◆ Supplied passage ◆
>> START

Software AG

Historical notes on Software AG, vendor of the database management system ADABAS and the 4GL NATURAL. Related subjects include:

March 25, 2011

Software AG and the commie spies

Something (I’ll drop in a link when allowed) made me recall the story of Software AG and the USSR. Apparently, the USSR attempted to acquire a lot of Western technology, including ADABAS. Software AG of North America cooperated with the Feds to try to catch the Soviet agent in indictable technological espionage — but then, with its usual flamboyance, ran ads bragging about the event. The writeup of all this I found when searching was some subsequent Congressional testimony.

This was all slightly before my time — I only entered the industry and met Software AG in 1981. So does anybody else out there recall more of the story than I do? 🙂

December 8, 2007

Software AG memories

Software AG was the first important non-US software company,* selling the ADABAS DBMS and associated tools. These included the fourth-generation language Natural, the transaction processing monitor Complete (in those days DBMS were sold with their own associated TP monitors), and a whole lot of modules named Adathis and Adathat. (These product names were widely regarded as being a bit silly, to the point that the company joined in the mirth and passed out Complete Natural Adamugs.)

>> END

◆ Data shown ◆
>> START

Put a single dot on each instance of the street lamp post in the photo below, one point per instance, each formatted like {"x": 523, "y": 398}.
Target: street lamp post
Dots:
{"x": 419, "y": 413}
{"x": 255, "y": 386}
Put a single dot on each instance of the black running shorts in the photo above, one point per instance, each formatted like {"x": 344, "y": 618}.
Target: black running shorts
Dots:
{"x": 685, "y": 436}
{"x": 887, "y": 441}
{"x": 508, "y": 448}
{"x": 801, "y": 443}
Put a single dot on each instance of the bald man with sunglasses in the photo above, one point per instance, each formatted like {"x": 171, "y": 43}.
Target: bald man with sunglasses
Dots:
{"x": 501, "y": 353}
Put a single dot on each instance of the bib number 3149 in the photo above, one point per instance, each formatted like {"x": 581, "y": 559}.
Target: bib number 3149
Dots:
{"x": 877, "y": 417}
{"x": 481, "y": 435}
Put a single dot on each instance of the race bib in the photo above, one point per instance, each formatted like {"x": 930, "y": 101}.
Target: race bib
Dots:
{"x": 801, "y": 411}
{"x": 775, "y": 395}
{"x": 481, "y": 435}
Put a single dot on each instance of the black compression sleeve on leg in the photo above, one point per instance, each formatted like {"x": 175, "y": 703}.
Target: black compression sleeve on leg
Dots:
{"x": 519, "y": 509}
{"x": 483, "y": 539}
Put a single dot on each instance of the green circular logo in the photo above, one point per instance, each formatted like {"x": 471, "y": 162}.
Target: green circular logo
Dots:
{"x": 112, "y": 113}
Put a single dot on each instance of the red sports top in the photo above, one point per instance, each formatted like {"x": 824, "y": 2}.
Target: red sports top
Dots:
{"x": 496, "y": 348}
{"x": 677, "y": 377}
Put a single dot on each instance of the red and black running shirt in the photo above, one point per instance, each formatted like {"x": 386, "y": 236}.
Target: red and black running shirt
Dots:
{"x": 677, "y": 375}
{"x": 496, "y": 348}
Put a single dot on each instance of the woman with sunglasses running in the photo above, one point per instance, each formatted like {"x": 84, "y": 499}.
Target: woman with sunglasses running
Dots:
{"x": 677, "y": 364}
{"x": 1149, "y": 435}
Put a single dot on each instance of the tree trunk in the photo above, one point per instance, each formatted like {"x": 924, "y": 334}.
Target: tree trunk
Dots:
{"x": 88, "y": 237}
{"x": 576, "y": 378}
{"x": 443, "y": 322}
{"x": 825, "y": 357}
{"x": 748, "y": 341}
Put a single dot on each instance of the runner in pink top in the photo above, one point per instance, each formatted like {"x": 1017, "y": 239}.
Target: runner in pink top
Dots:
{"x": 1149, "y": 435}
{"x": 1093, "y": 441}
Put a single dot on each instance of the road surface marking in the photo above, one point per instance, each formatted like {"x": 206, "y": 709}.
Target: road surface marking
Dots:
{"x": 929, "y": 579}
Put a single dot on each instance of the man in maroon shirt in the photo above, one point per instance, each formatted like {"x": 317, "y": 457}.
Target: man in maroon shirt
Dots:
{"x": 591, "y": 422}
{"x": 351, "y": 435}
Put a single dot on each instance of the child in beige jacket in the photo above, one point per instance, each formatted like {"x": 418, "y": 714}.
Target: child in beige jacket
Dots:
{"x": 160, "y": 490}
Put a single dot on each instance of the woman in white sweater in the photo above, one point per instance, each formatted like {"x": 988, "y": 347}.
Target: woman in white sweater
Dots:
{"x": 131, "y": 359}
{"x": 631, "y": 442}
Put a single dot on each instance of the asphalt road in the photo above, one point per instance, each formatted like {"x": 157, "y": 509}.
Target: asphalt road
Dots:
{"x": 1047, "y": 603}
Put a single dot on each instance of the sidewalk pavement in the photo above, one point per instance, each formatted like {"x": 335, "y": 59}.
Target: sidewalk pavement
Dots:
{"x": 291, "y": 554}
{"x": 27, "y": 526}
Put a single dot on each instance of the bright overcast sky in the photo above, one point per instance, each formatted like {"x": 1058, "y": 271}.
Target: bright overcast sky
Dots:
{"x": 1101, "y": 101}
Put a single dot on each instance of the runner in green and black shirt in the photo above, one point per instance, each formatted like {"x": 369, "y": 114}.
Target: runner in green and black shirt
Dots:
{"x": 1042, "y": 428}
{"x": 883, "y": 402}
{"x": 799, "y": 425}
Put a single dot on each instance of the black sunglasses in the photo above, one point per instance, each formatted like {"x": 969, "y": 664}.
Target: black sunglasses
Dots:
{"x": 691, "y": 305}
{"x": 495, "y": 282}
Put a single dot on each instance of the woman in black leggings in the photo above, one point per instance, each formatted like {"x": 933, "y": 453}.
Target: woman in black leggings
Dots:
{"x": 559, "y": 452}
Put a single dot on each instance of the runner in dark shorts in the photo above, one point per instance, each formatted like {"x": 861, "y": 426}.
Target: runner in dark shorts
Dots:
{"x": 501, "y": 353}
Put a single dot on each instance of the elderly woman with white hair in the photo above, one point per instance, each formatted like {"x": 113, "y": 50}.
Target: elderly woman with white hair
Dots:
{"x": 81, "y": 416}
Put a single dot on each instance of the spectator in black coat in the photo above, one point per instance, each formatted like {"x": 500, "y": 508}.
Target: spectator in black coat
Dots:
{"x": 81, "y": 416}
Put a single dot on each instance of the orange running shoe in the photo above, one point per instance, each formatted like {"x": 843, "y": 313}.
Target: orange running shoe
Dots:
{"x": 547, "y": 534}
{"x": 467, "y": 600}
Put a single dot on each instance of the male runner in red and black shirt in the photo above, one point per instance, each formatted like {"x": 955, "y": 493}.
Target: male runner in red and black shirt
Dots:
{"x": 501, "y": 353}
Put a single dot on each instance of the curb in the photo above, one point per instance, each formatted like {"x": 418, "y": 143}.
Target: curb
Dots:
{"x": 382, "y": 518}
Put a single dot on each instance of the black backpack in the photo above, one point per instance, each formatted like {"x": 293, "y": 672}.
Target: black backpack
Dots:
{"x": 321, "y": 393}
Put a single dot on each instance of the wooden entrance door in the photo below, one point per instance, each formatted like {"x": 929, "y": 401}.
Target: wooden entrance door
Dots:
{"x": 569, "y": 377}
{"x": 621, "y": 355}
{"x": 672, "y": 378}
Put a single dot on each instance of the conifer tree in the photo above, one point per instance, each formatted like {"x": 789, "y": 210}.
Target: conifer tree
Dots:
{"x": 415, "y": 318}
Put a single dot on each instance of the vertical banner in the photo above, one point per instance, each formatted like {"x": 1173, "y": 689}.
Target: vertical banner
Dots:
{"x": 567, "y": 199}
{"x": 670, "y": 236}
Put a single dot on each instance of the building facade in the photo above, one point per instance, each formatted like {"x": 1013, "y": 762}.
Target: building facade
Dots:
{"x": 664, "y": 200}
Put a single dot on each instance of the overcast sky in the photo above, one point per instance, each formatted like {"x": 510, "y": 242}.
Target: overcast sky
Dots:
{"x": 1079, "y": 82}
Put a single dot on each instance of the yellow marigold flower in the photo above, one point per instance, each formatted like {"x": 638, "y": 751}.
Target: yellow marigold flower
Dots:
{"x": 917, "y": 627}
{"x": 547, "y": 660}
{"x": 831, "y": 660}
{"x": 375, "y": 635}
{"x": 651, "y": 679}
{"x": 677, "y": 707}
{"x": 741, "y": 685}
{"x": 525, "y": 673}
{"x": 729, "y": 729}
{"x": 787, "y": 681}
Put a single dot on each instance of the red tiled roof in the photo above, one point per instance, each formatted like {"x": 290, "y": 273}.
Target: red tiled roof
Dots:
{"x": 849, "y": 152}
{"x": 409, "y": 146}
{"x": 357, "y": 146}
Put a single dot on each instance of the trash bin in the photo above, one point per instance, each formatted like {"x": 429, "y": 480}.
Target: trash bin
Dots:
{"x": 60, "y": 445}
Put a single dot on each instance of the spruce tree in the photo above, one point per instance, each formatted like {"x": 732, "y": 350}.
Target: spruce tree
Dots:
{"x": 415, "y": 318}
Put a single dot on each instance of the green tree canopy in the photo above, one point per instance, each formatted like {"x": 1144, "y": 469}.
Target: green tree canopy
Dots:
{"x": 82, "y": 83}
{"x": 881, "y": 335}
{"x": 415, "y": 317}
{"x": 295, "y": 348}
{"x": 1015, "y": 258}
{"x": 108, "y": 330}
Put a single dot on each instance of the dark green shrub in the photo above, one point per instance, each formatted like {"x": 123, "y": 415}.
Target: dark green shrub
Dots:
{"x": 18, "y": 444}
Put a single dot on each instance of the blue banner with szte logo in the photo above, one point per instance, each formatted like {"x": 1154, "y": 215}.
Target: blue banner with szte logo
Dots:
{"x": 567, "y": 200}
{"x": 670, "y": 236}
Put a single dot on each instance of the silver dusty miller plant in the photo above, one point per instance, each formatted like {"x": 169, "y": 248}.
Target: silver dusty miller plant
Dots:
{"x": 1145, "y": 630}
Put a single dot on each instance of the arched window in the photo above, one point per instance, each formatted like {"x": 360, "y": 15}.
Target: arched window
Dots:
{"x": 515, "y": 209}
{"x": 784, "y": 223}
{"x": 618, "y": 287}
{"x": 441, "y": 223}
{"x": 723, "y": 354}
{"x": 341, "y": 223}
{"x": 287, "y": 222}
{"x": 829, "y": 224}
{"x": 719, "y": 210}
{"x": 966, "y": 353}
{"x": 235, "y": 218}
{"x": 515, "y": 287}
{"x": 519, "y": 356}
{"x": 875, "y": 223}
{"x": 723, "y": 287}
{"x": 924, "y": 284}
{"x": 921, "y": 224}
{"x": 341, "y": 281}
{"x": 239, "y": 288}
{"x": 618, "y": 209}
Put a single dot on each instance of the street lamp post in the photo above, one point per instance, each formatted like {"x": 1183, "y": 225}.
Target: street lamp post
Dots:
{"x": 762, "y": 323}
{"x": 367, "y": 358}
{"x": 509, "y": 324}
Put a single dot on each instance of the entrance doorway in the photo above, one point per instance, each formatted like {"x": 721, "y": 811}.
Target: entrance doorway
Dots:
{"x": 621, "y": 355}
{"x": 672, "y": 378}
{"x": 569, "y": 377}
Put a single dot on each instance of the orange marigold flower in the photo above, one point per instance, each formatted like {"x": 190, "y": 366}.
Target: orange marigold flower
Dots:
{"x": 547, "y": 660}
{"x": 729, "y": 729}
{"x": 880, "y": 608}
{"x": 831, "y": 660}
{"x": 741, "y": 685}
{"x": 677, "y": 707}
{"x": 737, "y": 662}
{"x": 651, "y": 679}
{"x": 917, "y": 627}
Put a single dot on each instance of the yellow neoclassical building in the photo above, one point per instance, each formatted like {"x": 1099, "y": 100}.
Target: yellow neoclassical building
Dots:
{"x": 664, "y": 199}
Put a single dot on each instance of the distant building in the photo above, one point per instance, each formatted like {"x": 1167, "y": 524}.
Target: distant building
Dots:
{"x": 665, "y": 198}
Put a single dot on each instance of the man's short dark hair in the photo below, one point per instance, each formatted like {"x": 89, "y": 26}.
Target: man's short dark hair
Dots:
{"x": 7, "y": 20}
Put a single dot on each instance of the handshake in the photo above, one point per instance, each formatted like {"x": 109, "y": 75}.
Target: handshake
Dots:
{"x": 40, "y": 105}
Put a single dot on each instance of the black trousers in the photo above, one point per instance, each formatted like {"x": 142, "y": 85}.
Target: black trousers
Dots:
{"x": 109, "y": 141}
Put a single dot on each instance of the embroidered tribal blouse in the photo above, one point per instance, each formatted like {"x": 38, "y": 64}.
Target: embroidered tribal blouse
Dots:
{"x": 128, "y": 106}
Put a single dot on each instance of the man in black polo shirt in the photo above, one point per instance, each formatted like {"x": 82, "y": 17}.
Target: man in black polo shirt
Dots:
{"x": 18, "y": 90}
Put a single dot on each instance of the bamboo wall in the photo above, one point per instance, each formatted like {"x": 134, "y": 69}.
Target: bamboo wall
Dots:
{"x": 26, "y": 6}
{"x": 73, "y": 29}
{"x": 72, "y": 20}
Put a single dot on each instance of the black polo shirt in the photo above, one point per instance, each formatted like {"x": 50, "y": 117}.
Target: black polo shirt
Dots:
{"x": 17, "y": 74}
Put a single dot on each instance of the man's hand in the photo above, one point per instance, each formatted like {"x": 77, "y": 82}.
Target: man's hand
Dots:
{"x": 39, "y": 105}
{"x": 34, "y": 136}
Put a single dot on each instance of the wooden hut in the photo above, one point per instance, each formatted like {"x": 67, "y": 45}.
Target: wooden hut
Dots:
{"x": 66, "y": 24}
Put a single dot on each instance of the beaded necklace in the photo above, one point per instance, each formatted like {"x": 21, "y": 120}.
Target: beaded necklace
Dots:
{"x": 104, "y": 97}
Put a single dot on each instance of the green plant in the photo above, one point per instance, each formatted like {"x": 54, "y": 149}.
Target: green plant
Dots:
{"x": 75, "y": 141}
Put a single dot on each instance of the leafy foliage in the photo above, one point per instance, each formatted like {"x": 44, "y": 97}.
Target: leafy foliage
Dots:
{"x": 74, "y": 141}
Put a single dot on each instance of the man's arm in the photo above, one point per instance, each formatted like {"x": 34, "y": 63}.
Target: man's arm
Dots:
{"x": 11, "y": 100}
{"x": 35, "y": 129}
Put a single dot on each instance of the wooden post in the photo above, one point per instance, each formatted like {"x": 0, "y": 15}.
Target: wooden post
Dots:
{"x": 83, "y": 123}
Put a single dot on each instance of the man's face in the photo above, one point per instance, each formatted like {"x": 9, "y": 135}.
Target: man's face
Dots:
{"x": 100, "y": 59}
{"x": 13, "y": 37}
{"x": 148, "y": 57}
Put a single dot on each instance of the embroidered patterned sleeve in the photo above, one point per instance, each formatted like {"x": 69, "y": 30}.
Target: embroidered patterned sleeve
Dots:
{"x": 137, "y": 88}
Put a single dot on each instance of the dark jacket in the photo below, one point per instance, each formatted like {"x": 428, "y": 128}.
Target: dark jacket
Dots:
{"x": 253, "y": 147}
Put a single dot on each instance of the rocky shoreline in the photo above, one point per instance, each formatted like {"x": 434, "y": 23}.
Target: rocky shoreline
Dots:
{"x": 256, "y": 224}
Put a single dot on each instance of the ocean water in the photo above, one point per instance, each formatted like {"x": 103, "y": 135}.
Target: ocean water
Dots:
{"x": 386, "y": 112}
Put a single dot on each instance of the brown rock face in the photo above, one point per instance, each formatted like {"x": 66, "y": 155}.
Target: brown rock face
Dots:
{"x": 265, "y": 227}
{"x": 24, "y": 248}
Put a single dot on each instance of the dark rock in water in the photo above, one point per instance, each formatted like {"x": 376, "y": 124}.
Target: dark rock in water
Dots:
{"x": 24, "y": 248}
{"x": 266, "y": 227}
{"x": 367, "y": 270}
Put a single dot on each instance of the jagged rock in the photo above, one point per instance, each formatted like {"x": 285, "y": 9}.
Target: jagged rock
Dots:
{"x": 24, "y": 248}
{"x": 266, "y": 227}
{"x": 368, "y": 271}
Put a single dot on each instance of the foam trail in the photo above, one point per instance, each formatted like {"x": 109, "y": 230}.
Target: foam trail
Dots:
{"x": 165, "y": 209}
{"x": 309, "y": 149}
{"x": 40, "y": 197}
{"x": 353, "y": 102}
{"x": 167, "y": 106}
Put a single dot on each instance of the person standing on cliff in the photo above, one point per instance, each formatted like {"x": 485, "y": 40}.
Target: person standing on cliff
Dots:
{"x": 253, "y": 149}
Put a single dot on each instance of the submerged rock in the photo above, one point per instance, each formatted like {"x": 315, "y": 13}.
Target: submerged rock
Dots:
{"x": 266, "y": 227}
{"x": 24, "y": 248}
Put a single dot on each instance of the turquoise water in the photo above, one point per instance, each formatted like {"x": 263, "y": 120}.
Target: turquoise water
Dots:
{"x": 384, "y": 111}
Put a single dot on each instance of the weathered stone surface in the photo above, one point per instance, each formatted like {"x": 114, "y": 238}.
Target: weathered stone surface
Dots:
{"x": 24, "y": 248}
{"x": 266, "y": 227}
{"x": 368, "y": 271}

>> END

◆ Goal ◆
Render this sentence from the Software AG notes above in Spanish: "Apparently, the USSR attempted to acquire a lot of Western technology, including ADABAS."

◆ Right answer ◆
Al parecer, la URSS intentó adquirir mucha tecnología occidental, incluido ADABAS.